§ TASK REQUIREMENTS
Please output every line of the material as it stands, without the pictures.

***** STORED RECORDS *****

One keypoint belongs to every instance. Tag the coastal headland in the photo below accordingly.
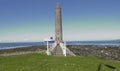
(101, 51)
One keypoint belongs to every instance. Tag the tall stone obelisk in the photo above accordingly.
(59, 48)
(58, 25)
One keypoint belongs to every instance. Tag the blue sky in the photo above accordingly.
(33, 20)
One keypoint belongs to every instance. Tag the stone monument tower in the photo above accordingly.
(59, 48)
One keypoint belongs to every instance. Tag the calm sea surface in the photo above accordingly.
(26, 44)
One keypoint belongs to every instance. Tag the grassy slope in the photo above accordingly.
(41, 62)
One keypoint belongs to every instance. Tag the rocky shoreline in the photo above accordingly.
(107, 52)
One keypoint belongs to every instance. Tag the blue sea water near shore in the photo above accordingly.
(12, 45)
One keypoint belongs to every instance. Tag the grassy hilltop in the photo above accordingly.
(42, 62)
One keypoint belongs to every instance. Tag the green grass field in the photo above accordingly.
(42, 62)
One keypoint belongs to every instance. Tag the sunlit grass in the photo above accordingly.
(42, 62)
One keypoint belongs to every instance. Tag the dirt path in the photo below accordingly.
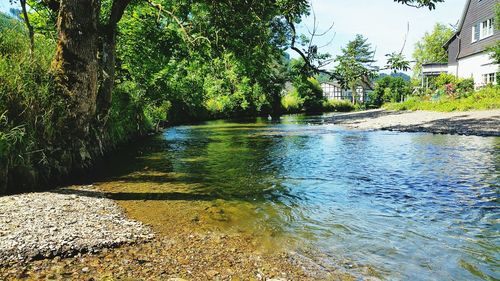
(479, 123)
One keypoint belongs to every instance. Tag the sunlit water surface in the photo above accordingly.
(413, 206)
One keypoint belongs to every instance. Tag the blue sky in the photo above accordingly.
(383, 22)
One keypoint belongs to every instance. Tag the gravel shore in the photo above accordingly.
(62, 222)
(479, 123)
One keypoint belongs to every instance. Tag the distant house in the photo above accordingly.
(467, 55)
(333, 91)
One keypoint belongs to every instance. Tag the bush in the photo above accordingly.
(338, 105)
(389, 89)
(486, 98)
(292, 102)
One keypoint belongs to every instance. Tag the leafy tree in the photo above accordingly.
(355, 65)
(308, 88)
(430, 48)
(389, 89)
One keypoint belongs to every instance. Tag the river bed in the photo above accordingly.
(407, 206)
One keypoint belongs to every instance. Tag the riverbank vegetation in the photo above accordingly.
(486, 98)
(80, 78)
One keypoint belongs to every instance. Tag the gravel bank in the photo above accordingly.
(479, 123)
(62, 222)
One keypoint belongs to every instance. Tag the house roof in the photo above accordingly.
(460, 24)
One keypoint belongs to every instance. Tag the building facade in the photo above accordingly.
(333, 91)
(467, 49)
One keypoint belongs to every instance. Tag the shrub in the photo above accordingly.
(486, 98)
(389, 89)
(292, 102)
(338, 105)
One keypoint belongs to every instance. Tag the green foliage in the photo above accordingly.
(430, 48)
(355, 64)
(486, 98)
(494, 50)
(292, 102)
(338, 105)
(389, 89)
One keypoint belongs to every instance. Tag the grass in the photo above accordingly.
(486, 98)
(338, 105)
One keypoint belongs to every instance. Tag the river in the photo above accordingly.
(408, 206)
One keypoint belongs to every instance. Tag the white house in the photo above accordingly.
(467, 55)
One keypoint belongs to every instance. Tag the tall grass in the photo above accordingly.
(33, 142)
(486, 98)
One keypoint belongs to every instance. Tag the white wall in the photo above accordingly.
(475, 66)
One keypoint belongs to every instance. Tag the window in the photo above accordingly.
(475, 33)
(487, 28)
(489, 78)
(483, 30)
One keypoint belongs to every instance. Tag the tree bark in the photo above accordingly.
(75, 64)
(31, 33)
(108, 58)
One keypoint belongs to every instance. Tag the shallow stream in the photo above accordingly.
(409, 206)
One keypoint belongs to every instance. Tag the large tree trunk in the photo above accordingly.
(108, 58)
(76, 64)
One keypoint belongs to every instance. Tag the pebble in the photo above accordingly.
(43, 225)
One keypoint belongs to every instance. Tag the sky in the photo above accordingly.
(383, 22)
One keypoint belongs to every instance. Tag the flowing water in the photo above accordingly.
(412, 206)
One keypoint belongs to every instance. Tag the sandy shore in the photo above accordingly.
(77, 233)
(63, 222)
(479, 123)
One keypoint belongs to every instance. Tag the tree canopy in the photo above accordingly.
(430, 48)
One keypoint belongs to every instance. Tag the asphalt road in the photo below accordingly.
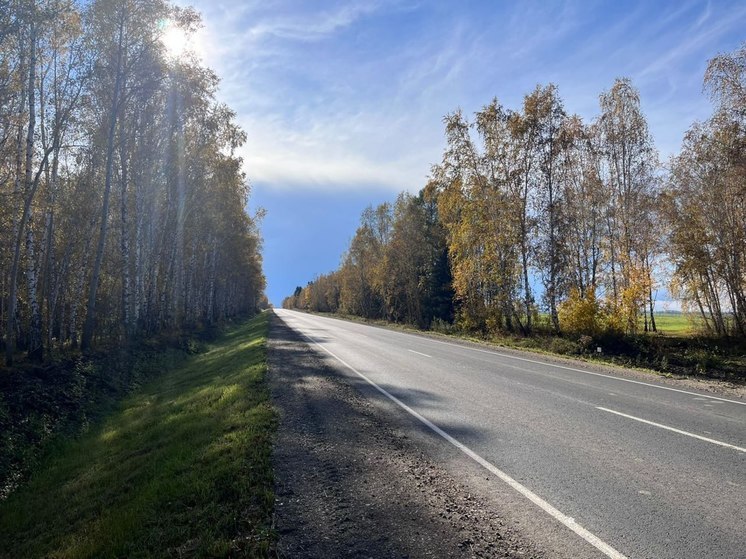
(623, 466)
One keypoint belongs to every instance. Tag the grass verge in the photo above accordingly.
(181, 469)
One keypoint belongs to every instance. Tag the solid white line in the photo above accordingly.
(592, 539)
(585, 372)
(687, 433)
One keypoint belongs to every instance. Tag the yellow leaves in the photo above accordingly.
(581, 313)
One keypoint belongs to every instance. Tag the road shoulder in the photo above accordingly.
(349, 483)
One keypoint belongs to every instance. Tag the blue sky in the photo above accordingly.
(343, 101)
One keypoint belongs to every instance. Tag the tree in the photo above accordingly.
(629, 164)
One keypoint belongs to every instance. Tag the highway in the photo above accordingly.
(623, 464)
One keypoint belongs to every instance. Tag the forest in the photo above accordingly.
(123, 199)
(123, 224)
(538, 222)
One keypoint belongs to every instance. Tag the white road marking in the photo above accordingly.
(545, 364)
(679, 431)
(568, 521)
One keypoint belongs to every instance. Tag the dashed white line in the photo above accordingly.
(556, 366)
(673, 429)
(555, 513)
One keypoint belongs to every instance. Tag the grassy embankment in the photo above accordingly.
(181, 468)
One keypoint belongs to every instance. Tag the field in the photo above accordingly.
(676, 323)
(182, 468)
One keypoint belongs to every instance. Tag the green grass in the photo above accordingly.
(181, 469)
(679, 324)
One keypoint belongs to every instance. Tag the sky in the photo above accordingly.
(343, 101)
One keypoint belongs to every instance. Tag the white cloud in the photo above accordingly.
(368, 111)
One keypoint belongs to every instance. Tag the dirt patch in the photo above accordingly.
(350, 484)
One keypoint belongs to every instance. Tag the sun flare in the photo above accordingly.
(175, 40)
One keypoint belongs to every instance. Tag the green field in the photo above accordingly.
(678, 324)
(182, 468)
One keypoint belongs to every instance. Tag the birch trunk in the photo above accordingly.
(90, 318)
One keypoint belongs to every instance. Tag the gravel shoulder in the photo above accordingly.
(351, 483)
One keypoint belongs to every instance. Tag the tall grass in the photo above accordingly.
(181, 468)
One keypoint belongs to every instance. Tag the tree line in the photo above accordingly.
(537, 219)
(122, 196)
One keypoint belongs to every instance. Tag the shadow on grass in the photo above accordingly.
(180, 469)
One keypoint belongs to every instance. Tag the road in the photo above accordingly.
(626, 467)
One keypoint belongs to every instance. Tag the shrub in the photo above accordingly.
(581, 313)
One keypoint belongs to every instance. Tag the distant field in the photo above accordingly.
(681, 324)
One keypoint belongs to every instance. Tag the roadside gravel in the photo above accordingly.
(351, 483)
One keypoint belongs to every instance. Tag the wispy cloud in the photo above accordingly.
(350, 94)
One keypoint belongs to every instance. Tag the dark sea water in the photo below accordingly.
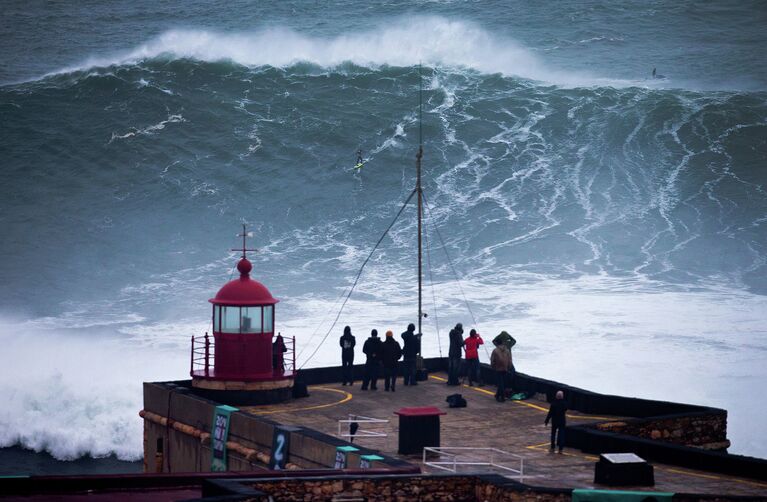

*****

§ WRITTEN REPLY
One keypoint belongs to every instance. Tag the coastal headland in the photo below accordingly.
(101, 51)
One keypoint belongs to every instance. Tag the tall stone obelisk in the photo above accordingly.
(59, 48)
(58, 25)
One keypoint belongs to every instance. Tag the blue sky in the photo above accordingly.
(33, 20)
One keypoint belongs to every instance. Tag the stone monument tower in the photo above accordingly.
(59, 48)
One keypoint belongs to every instance. Tag the calm sea surface in the photo above accordingly.
(26, 44)
One keypoint belongs to every instance. Tag the grassy slope in the photo above accordingly.
(41, 62)
One keypoint belongs to every instance. Tag the rocky shoreline in the photo above accordingly.
(107, 52)
One keypoint belongs to every instance. Tag the blue sea water near shore in the photo above accordingly.
(12, 45)
One keypoint belongs to every instance. Tag the grassy hilltop in the photo above accordingly.
(42, 62)
One keypoint belongs to every instance. Tag the green grass field in the photo above accordingly.
(42, 62)
One keypoint belongs to every instance. Tag the sunlit grass in the photo above accordingly.
(42, 62)
One keypoint belongs to every instance. Tag the dirt path in the photo below accordingly.
(479, 123)
One keypoint belongs to every instance. Tag the sunlit water surface in the photo above accordingly.
(413, 206)
One keypoint belongs to every instance. Tag the blue sky in the photo above accordingly.
(383, 22)
One keypoint belongs to every instance. Tag the gravel shore in the photo above accordingly.
(62, 222)
(479, 123)
One keypoint belongs to every instance. Tag the distant house in the photo above accordingly.
(467, 55)
(333, 91)
One keypoint belongs to every instance. Tag the bush in the photo above accordingly.
(338, 105)
(389, 89)
(486, 98)
(292, 102)
One keypoint belongs to every instance. Tag the leafy tree in the photo above accordingly.
(355, 65)
(308, 88)
(430, 48)
(389, 89)
One keypoint belongs to every instance. Tag the river bed in the photo above accordingly.
(407, 206)
One keypoint belongs to every instance. Tag the riverbank vegetation in the photo above accordingly.
(486, 98)
(80, 78)
One keypoint belongs to every instance. Tag the gravel bank in the photo above accordingly.
(479, 123)
(62, 222)
One keypoint belongs to every instance. Tag the house roof in the photo above accordingly.
(460, 24)
One keypoint belongs to every instance. Tag the building facade in the photo above accordingly.
(333, 91)
(467, 49)
One keypoint belongs to every instance. Tag the shrub in the photo above accordingly.
(486, 98)
(389, 89)
(292, 102)
(338, 105)
One keypoint belongs to every instance. Tag the green foliage in the photo above accordingly.
(430, 48)
(355, 64)
(486, 98)
(494, 50)
(292, 102)
(338, 105)
(389, 89)
One keypoint belongs to every instance. Tag the grass in the photo above accordingly.
(486, 98)
(338, 105)
One keypoint belongs to every instance. Tag the river in the photo above accordingly.
(408, 206)
One keypoint belongs to every instance. Tag the white house in the photo above accordingly.
(467, 55)
One keypoint belongs to every instance. Tag the tall grass in the photo above accordingly.
(33, 142)
(486, 98)
One keypoint belongs to every instance. Tag the white wall in the photo above accordingly.
(475, 66)
One keypoint belongs to every instance. Tag the window in the photo above accordingly.
(475, 33)
(487, 28)
(489, 78)
(483, 30)
One keypoint belongs to every instance. Tag the tree bark in the photo above accordingly.
(75, 64)
(31, 33)
(108, 58)
One keypoint belongs to every instance. Tag the shallow stream in the photo above accordingly.
(409, 206)
One keypoint belongs to every instance. Tag the large tree trunk in the photo above accordingly.
(108, 58)
(76, 64)
One keypoint belongs to every instance. Tag the pebble in the photo above accordingly.
(43, 225)
One keypoint belongs to every instance. Tag the sky in the photo above accordingly.
(383, 22)
One keypoint belongs to every instance. Tag the flowing water in the photo above accordingly.
(412, 206)
One keypoint belongs to every instance. Tag the sandy shore in the photo above accordingly.
(77, 233)
(63, 222)
(479, 123)
One keypoint belongs to every instance. Tag the tree canopy in the photo above accordingly.
(430, 48)
One keypoint belongs to every instance. Tag the asphalt road in the photo below accordingly.
(623, 466)
One keypoint belongs to every instance. Tag the grass verge in the photo above accordingly.
(181, 469)
One keypoint belongs to every instance. Tag the solid white line in the photo above accordingly.
(592, 539)
(585, 372)
(687, 433)
One keypoint belongs to every instance. Tag the yellow leaves in the photo above accordingly.
(581, 313)
One keypoint belongs to every instance. Tag the road shoulder in the photo above accordingly.
(349, 483)
One keypoint belongs to every instance. Tag the blue sky in the photo above accordingly.
(343, 101)
One keypoint belongs to every instance. Tag the tree in the photo above accordingly.
(629, 164)
One keypoint belongs to every instance. Tag the highway in the photo above accordingly.
(623, 464)
One keypoint belongs to every instance. Tag the forest in the photo above accordingly.
(123, 199)
(123, 224)
(538, 222)
One keypoint belongs to every instance. Tag the white road marking in the photo above accordingly.
(545, 364)
(679, 431)
(568, 521)
One keypoint belongs to every instance. Tag the dashed white line in the photo above accordingly.
(556, 366)
(673, 429)
(555, 513)
One keypoint belongs to every instance. Tag the grassy embankment in the photo above accordingly.
(181, 468)
One keypoint belongs to every instance. Tag the field in the photo above accordingly.
(676, 323)
(182, 468)
One keypoint belongs to every instance. Tag the green grass in the photo above accordingly.
(181, 469)
(679, 324)
One keypoint belongs to every instance. Tag the sky in the photo above accordingly.
(343, 101)
One keypoint belongs to every instance. Tag the white cloud in the photo above accordingly.
(368, 111)
One keypoint belongs to every instance. Tag the dirt patch in the photo above accordingly.
(350, 484)
One keypoint belongs to every instance. Tag the sun flare in the photo above accordingly.
(175, 40)
One keypoint belongs to every instance. Tag the green field in the photo above accordingly.
(678, 324)
(182, 468)
One keypoint belongs to every instance. Tag the birch trunk in the photo above accordingly.
(90, 318)
One keypoint belongs to every instance. Tag the gravel shoulder in the photo above accordingly.
(351, 483)
One keypoint belongs to every instance. Tag the tall grass in the photo above accordingly.
(181, 468)
One keypoint belongs to every instance. Tag the tree line in the photo above accordingly.
(537, 219)
(122, 196)
One keypoint belongs to every instance. Tag the shadow on grass in the photo above accordingly.
(180, 469)
One keypoint belongs to every instance. Tag the road in the photo above accordingly.
(626, 467)
One keypoint belongs to every instance. Tag the shrub in the photo above accordingly.
(581, 313)
One keypoint belongs to every instance. Tag the distant field in the photo above accordingly.
(681, 324)
One keypoint belongs to every instance. Tag the roadside gravel in the photo above accordingly.
(351, 483)
One keypoint belongs to every instance. Tag the wispy cloud in the photo above accordingly.
(350, 94)
One keypoint belongs to every instance. Tag the dark sea water in the photo below accordingly.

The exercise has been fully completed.